* Dataset
--------------------------------

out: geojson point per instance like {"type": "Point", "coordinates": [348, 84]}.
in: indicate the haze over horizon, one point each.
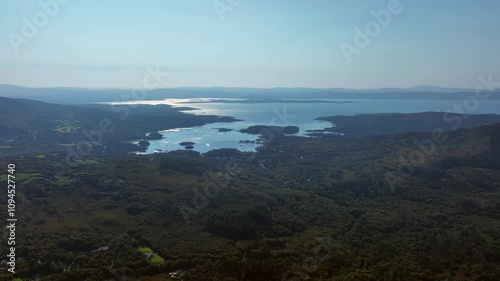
{"type": "Point", "coordinates": [256, 44]}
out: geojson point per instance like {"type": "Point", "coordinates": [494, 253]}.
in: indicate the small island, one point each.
{"type": "Point", "coordinates": [222, 130]}
{"type": "Point", "coordinates": [154, 136]}
{"type": "Point", "coordinates": [143, 143]}
{"type": "Point", "coordinates": [262, 129]}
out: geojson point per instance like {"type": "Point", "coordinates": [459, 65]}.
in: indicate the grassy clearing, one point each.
{"type": "Point", "coordinates": [62, 181]}
{"type": "Point", "coordinates": [24, 178]}
{"type": "Point", "coordinates": [156, 258]}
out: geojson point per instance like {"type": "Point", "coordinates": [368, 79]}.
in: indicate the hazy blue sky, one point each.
{"type": "Point", "coordinates": [259, 43]}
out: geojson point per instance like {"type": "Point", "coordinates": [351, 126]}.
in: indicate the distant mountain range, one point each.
{"type": "Point", "coordinates": [83, 95]}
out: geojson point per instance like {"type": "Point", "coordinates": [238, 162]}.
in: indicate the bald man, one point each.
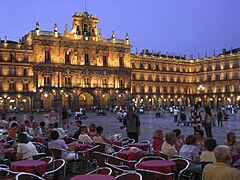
{"type": "Point", "coordinates": [221, 169]}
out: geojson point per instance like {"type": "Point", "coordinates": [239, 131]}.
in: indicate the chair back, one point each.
{"type": "Point", "coordinates": [57, 153]}
{"type": "Point", "coordinates": [100, 158]}
{"type": "Point", "coordinates": [39, 156]}
{"type": "Point", "coordinates": [102, 170]}
{"type": "Point", "coordinates": [149, 175]}
{"type": "Point", "coordinates": [161, 154]}
{"type": "Point", "coordinates": [47, 159]}
{"type": "Point", "coordinates": [53, 169]}
{"type": "Point", "coordinates": [182, 166]}
{"type": "Point", "coordinates": [100, 148]}
{"type": "Point", "coordinates": [148, 158]}
{"type": "Point", "coordinates": [27, 176]}
{"type": "Point", "coordinates": [129, 176]}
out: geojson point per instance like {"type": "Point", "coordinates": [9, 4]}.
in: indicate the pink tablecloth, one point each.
{"type": "Point", "coordinates": [78, 147]}
{"type": "Point", "coordinates": [235, 157]}
{"type": "Point", "coordinates": [39, 139]}
{"type": "Point", "coordinates": [118, 143]}
{"type": "Point", "coordinates": [29, 166]}
{"type": "Point", "coordinates": [143, 146]}
{"type": "Point", "coordinates": [93, 177]}
{"type": "Point", "coordinates": [158, 165]}
{"type": "Point", "coordinates": [125, 154]}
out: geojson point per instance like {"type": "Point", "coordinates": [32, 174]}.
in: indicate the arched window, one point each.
{"type": "Point", "coordinates": [105, 61]}
{"type": "Point", "coordinates": [86, 59]}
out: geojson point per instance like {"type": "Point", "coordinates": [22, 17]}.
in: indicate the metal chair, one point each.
{"type": "Point", "coordinates": [149, 175]}
{"type": "Point", "coordinates": [182, 166]}
{"type": "Point", "coordinates": [39, 155]}
{"type": "Point", "coordinates": [53, 168]}
{"type": "Point", "coordinates": [148, 158]}
{"type": "Point", "coordinates": [47, 159]}
{"type": "Point", "coordinates": [100, 158]}
{"type": "Point", "coordinates": [102, 170]}
{"type": "Point", "coordinates": [6, 173]}
{"type": "Point", "coordinates": [129, 176]}
{"type": "Point", "coordinates": [27, 176]}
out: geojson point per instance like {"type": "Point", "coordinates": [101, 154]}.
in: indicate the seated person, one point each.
{"type": "Point", "coordinates": [221, 169]}
{"type": "Point", "coordinates": [78, 132]}
{"type": "Point", "coordinates": [208, 155]}
{"type": "Point", "coordinates": [232, 143]}
{"type": "Point", "coordinates": [42, 126]}
{"type": "Point", "coordinates": [61, 131]}
{"type": "Point", "coordinates": [57, 143]}
{"type": "Point", "coordinates": [168, 146]}
{"type": "Point", "coordinates": [3, 122]}
{"type": "Point", "coordinates": [200, 139]}
{"type": "Point", "coordinates": [25, 148]}
{"type": "Point", "coordinates": [13, 130]}
{"type": "Point", "coordinates": [180, 138]}
{"type": "Point", "coordinates": [157, 140]}
{"type": "Point", "coordinates": [101, 139]}
{"type": "Point", "coordinates": [84, 136]}
{"type": "Point", "coordinates": [37, 131]}
{"type": "Point", "coordinates": [190, 152]}
{"type": "Point", "coordinates": [22, 129]}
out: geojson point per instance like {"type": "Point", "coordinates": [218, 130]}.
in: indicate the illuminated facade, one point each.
{"type": "Point", "coordinates": [79, 68]}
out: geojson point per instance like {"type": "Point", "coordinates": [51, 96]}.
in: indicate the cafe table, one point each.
{"type": "Point", "coordinates": [78, 146]}
{"type": "Point", "coordinates": [143, 146]}
{"type": "Point", "coordinates": [163, 166]}
{"type": "Point", "coordinates": [93, 177]}
{"type": "Point", "coordinates": [125, 154]}
{"type": "Point", "coordinates": [29, 166]}
{"type": "Point", "coordinates": [39, 139]}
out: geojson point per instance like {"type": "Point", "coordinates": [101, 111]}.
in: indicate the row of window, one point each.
{"type": "Point", "coordinates": [158, 89]}
{"type": "Point", "coordinates": [178, 68]}
{"type": "Point", "coordinates": [86, 59]}
{"type": "Point", "coordinates": [12, 58]}
{"type": "Point", "coordinates": [12, 86]}
{"type": "Point", "coordinates": [86, 81]}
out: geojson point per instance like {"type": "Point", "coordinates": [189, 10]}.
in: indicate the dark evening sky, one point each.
{"type": "Point", "coordinates": [179, 26]}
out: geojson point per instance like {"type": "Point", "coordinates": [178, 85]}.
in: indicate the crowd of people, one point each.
{"type": "Point", "coordinates": [195, 147]}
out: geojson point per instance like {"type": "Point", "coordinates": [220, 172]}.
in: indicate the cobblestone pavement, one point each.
{"type": "Point", "coordinates": [149, 123]}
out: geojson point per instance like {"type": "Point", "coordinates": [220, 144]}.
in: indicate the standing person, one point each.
{"type": "Point", "coordinates": [64, 118]}
{"type": "Point", "coordinates": [207, 122]}
{"type": "Point", "coordinates": [53, 117]}
{"type": "Point", "coordinates": [132, 123]}
{"type": "Point", "coordinates": [175, 114]}
{"type": "Point", "coordinates": [3, 122]}
{"type": "Point", "coordinates": [219, 116]}
{"type": "Point", "coordinates": [196, 118]}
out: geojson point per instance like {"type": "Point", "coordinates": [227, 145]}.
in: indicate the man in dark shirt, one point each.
{"type": "Point", "coordinates": [132, 123]}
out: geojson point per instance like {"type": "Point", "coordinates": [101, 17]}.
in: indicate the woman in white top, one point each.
{"type": "Point", "coordinates": [168, 146]}
{"type": "Point", "coordinates": [25, 148]}
{"type": "Point", "coordinates": [208, 155]}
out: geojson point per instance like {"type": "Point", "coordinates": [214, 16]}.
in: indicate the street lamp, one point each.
{"type": "Point", "coordinates": [200, 88]}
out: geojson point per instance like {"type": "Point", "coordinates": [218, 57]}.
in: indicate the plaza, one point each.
{"type": "Point", "coordinates": [149, 123]}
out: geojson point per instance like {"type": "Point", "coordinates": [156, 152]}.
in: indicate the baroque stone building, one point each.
{"type": "Point", "coordinates": [47, 69]}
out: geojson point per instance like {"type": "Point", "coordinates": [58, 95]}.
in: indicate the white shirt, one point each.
{"type": "Point", "coordinates": [28, 150]}
{"type": "Point", "coordinates": [85, 138]}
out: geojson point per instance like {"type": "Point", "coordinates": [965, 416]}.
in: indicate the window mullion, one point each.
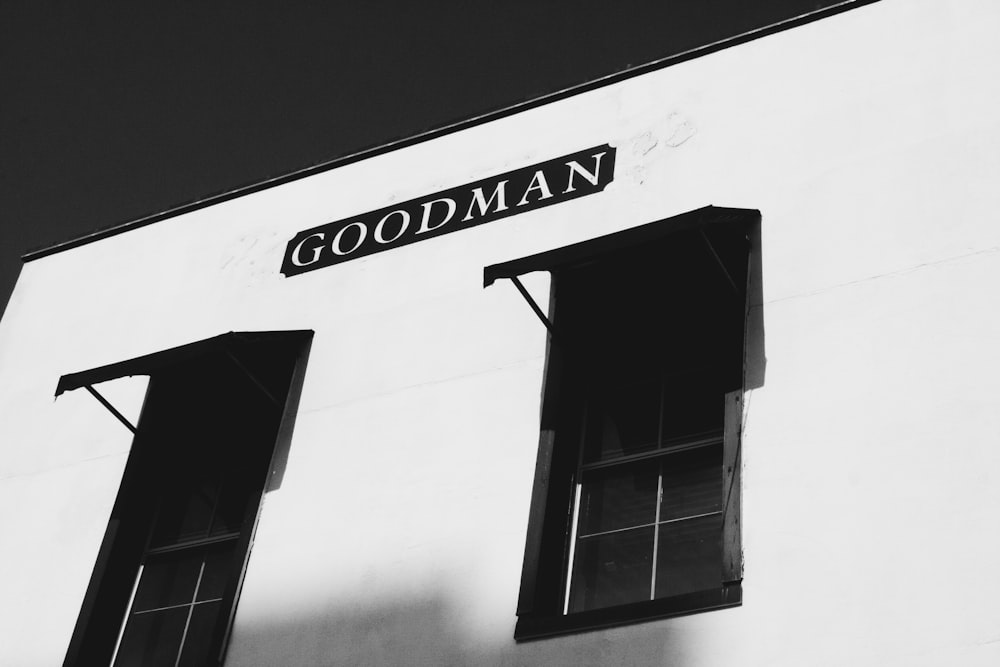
{"type": "Point", "coordinates": [659, 487]}
{"type": "Point", "coordinates": [656, 530]}
{"type": "Point", "coordinates": [187, 621]}
{"type": "Point", "coordinates": [577, 494]}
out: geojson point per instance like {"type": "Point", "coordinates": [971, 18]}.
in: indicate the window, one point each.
{"type": "Point", "coordinates": [635, 509]}
{"type": "Point", "coordinates": [168, 575]}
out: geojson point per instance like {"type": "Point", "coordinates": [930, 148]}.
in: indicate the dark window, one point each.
{"type": "Point", "coordinates": [168, 575]}
{"type": "Point", "coordinates": [635, 508]}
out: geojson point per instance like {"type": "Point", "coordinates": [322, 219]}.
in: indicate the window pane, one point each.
{"type": "Point", "coordinates": [623, 420]}
{"type": "Point", "coordinates": [167, 579]}
{"type": "Point", "coordinates": [612, 569]}
{"type": "Point", "coordinates": [186, 511]}
{"type": "Point", "coordinates": [218, 566]}
{"type": "Point", "coordinates": [618, 497]}
{"type": "Point", "coordinates": [689, 556]}
{"type": "Point", "coordinates": [197, 643]}
{"type": "Point", "coordinates": [152, 639]}
{"type": "Point", "coordinates": [232, 505]}
{"type": "Point", "coordinates": [692, 483]}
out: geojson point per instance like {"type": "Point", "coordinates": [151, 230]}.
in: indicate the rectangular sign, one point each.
{"type": "Point", "coordinates": [551, 182]}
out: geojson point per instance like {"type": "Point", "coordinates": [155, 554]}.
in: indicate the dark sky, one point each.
{"type": "Point", "coordinates": [113, 111]}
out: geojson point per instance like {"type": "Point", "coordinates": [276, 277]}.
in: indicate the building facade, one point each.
{"type": "Point", "coordinates": [692, 367]}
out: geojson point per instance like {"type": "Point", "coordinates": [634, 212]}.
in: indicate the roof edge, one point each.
{"type": "Point", "coordinates": [444, 130]}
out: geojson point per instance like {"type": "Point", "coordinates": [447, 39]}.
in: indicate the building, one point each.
{"type": "Point", "coordinates": [728, 397]}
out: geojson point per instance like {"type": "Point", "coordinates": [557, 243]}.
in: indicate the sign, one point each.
{"type": "Point", "coordinates": [544, 184]}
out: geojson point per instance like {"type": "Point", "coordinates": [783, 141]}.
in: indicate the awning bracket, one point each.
{"type": "Point", "coordinates": [119, 416]}
{"type": "Point", "coordinates": [534, 306]}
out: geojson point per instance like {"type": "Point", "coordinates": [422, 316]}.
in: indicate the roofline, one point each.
{"type": "Point", "coordinates": [443, 130]}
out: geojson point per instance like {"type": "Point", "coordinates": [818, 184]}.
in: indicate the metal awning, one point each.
{"type": "Point", "coordinates": [227, 345]}
{"type": "Point", "coordinates": [623, 240]}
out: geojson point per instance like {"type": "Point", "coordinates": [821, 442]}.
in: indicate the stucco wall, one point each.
{"type": "Point", "coordinates": [868, 141]}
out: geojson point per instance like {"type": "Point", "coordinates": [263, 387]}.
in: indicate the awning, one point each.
{"type": "Point", "coordinates": [150, 363]}
{"type": "Point", "coordinates": [623, 240]}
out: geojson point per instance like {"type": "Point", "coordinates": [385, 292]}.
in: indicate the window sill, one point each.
{"type": "Point", "coordinates": [530, 626]}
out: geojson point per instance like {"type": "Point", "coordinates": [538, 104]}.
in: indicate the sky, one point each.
{"type": "Point", "coordinates": [110, 112]}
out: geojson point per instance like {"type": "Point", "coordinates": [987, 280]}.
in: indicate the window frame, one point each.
{"type": "Point", "coordinates": [540, 611]}
{"type": "Point", "coordinates": [99, 627]}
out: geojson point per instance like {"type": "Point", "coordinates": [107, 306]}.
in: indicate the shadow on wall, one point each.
{"type": "Point", "coordinates": [431, 631]}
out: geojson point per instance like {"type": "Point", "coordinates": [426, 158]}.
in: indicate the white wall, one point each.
{"type": "Point", "coordinates": [869, 142]}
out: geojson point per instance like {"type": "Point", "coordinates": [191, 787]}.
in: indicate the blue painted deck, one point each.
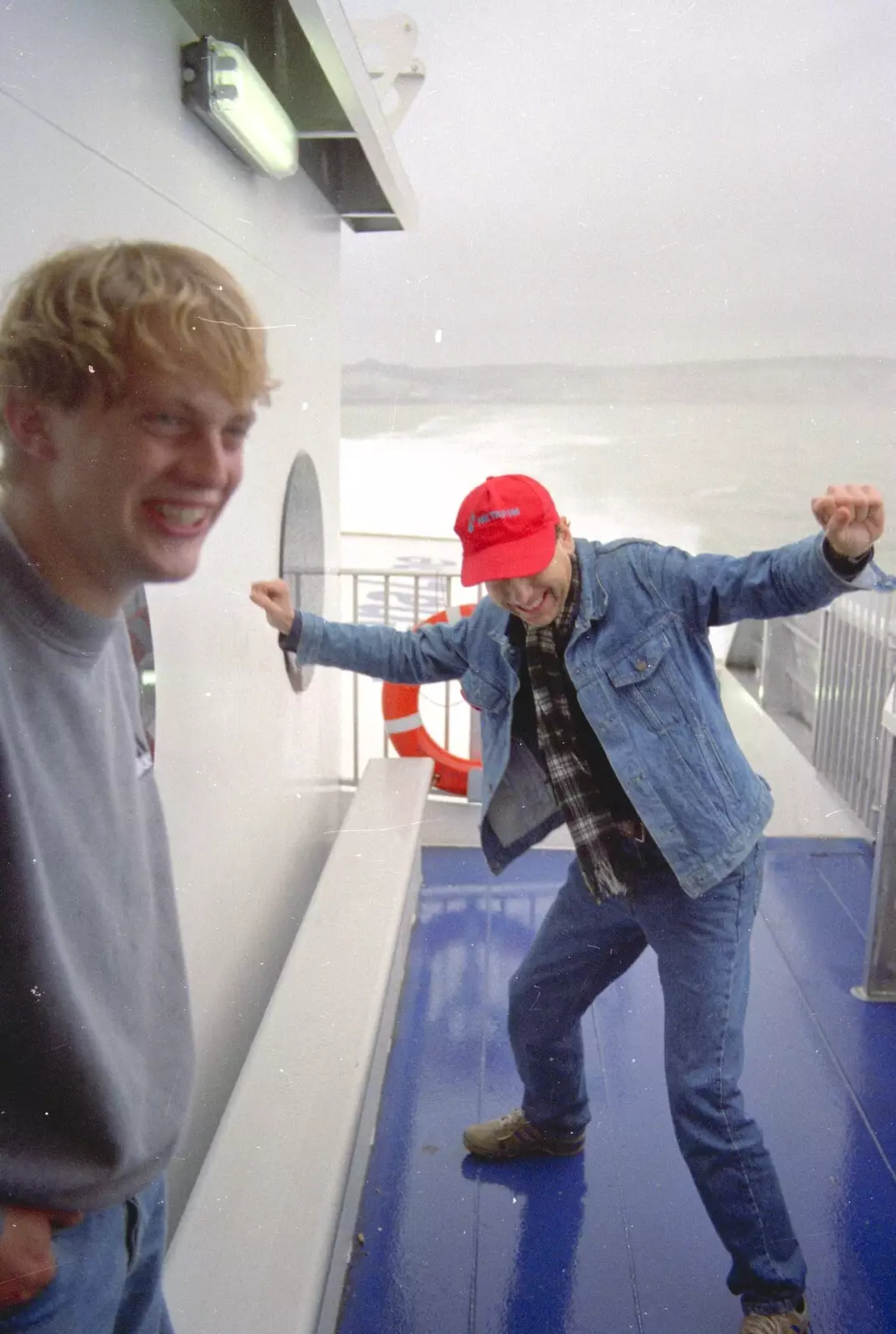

--------------------------------

Once you find the line containing "in: indicate the metal awning, one", transcribe it and each line after it to the end of the records exactly, and leave out the pictures.

in: indicate the metal awning, one point each.
{"type": "Point", "coordinates": [227, 345]}
{"type": "Point", "coordinates": [623, 240]}
out: geojson point per instance like {"type": "Point", "coordinates": [821, 442]}.
in: indicate the stucco wall, one point each.
{"type": "Point", "coordinates": [868, 141]}
out: geojson point per instance like {"type": "Point", "coordinates": [263, 387]}.
in: indicate the awning, one point each.
{"type": "Point", "coordinates": [150, 363]}
{"type": "Point", "coordinates": [623, 240]}
out: geojson point per instance like {"type": "Point", "coordinates": [385, 292]}.
in: indicate the window sill, one point each.
{"type": "Point", "coordinates": [530, 626]}
out: geojson point per instance like {"type": "Point", "coordinates": [538, 104]}.
in: indicate the sky, one point each.
{"type": "Point", "coordinates": [110, 112]}
out: geojson point per instance like {"type": "Point", "coordinates": [987, 280]}.
in: indicate the window frame, one point each.
{"type": "Point", "coordinates": [540, 611]}
{"type": "Point", "coordinates": [99, 627]}
out: geojson point per instance like {"type": "Point", "coordinates": [107, 306]}.
in: indicate the shadow on wall, one point each.
{"type": "Point", "coordinates": [431, 631]}
out: geojson point per instance like {"type": "Point", "coordinates": [426, 158]}.
in: indicate the white wall, one point each.
{"type": "Point", "coordinates": [869, 142]}
out: geojson point per instance like {"type": "Point", "coordinates": [191, 787]}.
in: indicate the blue painted deck, one point each.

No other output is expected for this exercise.